(What needs to be done)
Locate each line below containing the string "black" and copy those lines out.

— start of Entries —

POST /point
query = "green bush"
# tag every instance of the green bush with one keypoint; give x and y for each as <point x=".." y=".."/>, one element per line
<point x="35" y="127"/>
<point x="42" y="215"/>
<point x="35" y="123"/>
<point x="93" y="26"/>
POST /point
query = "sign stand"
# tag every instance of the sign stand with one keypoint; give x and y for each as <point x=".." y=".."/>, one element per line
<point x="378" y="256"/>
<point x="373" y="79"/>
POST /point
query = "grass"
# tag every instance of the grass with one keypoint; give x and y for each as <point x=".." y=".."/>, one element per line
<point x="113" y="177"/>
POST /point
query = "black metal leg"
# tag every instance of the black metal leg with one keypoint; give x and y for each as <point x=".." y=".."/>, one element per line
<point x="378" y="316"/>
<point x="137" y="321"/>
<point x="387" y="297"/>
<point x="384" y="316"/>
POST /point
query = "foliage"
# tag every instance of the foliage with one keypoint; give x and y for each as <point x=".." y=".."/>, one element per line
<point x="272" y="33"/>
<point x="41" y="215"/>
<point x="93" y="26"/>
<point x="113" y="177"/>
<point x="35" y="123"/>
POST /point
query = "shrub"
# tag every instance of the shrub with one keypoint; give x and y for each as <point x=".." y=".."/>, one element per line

— end of Entries —
— start of Entries —

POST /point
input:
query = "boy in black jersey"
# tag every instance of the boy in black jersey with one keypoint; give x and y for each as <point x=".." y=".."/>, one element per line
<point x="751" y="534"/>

— end of Entries —

(Answer to the problem)
query = "black metal leg"
# tag every instance of the black metal leg with one keypoint; give x and y for each as <point x=".." y=".."/>, one element per line
query = "boy in black jersey"
# tag every instance of the boy in black jersey with one keypoint; give x and y for each as <point x=".." y=".."/>, one element per line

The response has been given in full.